§ **Required action**:
Locate the lines of the listing below that hold "tree", then copy each of them.
------ Source data
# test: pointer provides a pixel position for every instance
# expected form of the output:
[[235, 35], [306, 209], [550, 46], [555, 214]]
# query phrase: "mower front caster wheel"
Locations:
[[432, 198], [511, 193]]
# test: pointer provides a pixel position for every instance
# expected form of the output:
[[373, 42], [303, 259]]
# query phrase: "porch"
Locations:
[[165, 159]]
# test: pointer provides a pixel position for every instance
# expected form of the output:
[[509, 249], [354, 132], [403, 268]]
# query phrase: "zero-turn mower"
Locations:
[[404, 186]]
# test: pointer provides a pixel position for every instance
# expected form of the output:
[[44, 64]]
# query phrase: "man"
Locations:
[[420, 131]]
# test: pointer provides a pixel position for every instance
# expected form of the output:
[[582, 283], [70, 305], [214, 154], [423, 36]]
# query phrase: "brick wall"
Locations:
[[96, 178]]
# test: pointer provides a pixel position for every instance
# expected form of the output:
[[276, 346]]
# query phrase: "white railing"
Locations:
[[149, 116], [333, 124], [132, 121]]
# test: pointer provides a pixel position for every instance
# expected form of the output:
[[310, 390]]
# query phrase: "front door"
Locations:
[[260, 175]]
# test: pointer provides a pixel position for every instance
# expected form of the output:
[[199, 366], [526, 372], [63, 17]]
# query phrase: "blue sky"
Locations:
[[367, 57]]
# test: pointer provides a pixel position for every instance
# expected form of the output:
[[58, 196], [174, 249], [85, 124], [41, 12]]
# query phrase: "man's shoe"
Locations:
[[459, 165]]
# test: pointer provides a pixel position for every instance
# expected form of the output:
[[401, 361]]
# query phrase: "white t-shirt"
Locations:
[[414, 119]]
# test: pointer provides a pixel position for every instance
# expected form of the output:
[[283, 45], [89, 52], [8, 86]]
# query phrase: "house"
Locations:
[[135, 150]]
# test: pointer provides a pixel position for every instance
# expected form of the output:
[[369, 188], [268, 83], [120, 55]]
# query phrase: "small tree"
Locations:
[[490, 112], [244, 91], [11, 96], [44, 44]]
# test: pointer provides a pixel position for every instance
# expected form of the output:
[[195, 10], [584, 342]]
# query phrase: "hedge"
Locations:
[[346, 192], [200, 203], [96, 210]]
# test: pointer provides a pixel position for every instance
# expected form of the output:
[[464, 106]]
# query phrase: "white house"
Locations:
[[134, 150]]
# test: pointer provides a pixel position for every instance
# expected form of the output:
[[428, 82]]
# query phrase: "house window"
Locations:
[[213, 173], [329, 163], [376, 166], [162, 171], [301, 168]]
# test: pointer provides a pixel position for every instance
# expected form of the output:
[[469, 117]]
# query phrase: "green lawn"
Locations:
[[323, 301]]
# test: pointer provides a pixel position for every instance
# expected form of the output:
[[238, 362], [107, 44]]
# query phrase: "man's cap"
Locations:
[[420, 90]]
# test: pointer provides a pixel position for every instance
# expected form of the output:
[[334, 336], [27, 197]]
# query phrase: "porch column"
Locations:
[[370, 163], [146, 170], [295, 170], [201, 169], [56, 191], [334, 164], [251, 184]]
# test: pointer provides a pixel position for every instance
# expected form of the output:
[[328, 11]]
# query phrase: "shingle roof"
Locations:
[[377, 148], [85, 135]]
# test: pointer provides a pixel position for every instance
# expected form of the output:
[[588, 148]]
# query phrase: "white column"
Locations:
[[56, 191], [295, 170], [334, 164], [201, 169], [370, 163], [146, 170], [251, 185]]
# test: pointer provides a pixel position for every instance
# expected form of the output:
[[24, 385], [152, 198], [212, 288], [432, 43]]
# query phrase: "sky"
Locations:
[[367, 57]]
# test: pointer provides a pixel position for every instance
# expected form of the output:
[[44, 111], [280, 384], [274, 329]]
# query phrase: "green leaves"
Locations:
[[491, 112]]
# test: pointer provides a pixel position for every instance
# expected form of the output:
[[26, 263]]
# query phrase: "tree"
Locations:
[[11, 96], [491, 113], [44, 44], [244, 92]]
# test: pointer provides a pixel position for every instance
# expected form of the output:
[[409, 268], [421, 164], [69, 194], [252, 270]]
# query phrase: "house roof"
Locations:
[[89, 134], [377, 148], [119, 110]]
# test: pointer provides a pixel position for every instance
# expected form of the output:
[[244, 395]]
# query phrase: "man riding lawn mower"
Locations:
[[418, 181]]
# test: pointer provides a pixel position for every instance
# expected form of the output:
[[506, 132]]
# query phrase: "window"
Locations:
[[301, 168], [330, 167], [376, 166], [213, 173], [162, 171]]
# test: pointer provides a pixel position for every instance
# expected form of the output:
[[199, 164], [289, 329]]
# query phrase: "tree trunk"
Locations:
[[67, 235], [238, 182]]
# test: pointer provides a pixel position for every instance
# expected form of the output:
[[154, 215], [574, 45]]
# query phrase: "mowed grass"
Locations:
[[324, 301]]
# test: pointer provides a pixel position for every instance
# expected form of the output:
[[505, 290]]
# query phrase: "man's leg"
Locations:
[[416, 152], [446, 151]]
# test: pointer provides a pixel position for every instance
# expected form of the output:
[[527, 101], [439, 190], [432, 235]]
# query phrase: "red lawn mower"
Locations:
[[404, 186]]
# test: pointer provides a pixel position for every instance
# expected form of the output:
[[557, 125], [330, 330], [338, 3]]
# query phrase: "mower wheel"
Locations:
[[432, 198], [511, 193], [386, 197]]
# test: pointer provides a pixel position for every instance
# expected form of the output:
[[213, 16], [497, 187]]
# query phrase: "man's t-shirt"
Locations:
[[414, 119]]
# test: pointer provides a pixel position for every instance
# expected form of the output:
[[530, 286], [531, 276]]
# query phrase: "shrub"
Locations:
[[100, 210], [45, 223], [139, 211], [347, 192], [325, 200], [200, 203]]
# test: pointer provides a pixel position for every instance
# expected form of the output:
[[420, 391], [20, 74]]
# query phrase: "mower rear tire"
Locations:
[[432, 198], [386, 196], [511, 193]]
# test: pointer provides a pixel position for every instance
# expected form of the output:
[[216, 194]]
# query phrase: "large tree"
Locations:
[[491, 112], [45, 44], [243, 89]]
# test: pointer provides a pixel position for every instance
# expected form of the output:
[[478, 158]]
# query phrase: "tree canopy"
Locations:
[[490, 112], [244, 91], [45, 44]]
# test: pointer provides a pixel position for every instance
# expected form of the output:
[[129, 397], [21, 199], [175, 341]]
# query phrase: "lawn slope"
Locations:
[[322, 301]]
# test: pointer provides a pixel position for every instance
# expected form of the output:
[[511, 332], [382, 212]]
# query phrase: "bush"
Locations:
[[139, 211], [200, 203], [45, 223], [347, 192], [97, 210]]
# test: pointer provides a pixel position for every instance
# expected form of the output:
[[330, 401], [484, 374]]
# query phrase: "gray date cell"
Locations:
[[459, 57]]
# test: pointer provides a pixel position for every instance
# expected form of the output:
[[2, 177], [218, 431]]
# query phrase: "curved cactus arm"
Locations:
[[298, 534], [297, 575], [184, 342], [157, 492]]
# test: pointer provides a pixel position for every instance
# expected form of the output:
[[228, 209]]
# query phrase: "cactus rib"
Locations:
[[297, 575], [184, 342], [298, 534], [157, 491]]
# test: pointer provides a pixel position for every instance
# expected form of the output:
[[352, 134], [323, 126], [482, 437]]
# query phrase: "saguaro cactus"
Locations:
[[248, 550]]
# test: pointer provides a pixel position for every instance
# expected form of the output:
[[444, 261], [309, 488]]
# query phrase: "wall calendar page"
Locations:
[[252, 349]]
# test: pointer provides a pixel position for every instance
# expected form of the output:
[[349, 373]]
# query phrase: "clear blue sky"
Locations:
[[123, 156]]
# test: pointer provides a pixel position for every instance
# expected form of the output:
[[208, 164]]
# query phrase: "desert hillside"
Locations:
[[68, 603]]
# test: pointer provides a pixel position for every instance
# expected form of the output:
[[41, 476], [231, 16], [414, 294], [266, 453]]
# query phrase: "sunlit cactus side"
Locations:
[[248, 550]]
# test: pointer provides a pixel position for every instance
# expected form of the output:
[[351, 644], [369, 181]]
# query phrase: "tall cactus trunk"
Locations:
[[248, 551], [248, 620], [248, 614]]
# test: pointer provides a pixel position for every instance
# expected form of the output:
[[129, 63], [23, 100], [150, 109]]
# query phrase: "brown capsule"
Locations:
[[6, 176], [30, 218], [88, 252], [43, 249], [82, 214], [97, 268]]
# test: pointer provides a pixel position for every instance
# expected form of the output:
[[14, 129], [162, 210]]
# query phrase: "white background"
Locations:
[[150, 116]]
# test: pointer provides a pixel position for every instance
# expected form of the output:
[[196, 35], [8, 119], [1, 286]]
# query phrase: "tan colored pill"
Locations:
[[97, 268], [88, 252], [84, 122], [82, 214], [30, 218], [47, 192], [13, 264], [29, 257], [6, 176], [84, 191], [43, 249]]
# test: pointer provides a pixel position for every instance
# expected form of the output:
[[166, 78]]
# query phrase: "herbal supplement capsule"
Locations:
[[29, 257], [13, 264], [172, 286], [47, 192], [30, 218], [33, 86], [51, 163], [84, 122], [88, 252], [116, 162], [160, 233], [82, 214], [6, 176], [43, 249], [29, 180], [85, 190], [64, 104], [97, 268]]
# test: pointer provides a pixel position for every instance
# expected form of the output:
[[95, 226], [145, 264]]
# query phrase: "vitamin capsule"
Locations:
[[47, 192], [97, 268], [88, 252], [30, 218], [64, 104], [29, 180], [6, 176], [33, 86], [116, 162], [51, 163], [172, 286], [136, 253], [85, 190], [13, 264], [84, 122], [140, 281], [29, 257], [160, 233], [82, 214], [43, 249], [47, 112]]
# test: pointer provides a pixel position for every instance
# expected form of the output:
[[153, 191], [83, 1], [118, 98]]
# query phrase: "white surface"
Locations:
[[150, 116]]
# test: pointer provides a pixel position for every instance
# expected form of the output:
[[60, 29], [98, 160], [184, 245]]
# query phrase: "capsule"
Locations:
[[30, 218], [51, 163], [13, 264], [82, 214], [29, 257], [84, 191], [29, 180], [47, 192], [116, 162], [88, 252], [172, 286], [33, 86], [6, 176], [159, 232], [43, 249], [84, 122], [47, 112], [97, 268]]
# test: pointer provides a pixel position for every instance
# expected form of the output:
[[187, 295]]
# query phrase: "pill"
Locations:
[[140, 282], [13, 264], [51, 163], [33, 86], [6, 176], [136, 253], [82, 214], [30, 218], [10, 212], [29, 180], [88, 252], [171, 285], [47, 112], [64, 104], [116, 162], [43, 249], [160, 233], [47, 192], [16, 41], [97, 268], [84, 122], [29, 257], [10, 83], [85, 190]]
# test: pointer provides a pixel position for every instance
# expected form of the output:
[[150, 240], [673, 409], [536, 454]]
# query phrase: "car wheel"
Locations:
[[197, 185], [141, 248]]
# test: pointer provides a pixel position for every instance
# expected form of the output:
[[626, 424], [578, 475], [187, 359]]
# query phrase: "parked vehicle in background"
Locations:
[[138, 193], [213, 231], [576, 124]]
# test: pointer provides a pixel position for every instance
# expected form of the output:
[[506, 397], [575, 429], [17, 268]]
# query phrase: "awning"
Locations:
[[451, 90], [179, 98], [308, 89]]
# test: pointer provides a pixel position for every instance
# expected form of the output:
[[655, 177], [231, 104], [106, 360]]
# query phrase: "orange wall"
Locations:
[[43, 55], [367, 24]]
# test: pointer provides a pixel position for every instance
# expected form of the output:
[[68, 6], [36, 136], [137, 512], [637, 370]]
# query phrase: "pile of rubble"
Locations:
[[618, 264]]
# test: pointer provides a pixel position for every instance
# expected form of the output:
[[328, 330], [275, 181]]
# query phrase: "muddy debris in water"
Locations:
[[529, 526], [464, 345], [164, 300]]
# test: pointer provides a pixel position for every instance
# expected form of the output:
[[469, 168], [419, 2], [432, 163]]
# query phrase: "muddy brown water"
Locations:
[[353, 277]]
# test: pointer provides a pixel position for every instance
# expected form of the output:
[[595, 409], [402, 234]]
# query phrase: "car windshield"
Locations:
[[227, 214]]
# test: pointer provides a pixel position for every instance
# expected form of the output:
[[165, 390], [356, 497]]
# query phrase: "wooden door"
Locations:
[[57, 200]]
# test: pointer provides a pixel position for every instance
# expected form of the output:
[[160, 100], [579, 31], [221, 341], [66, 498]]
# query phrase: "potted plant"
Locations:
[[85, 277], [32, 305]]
------------
§ **Response to the exercise**:
# query phrase: "small tree"
# query phrase: "tree"
# query phrase: "tree trunk"
# query phrase: "large tree"
# query phrase: "tree canopy"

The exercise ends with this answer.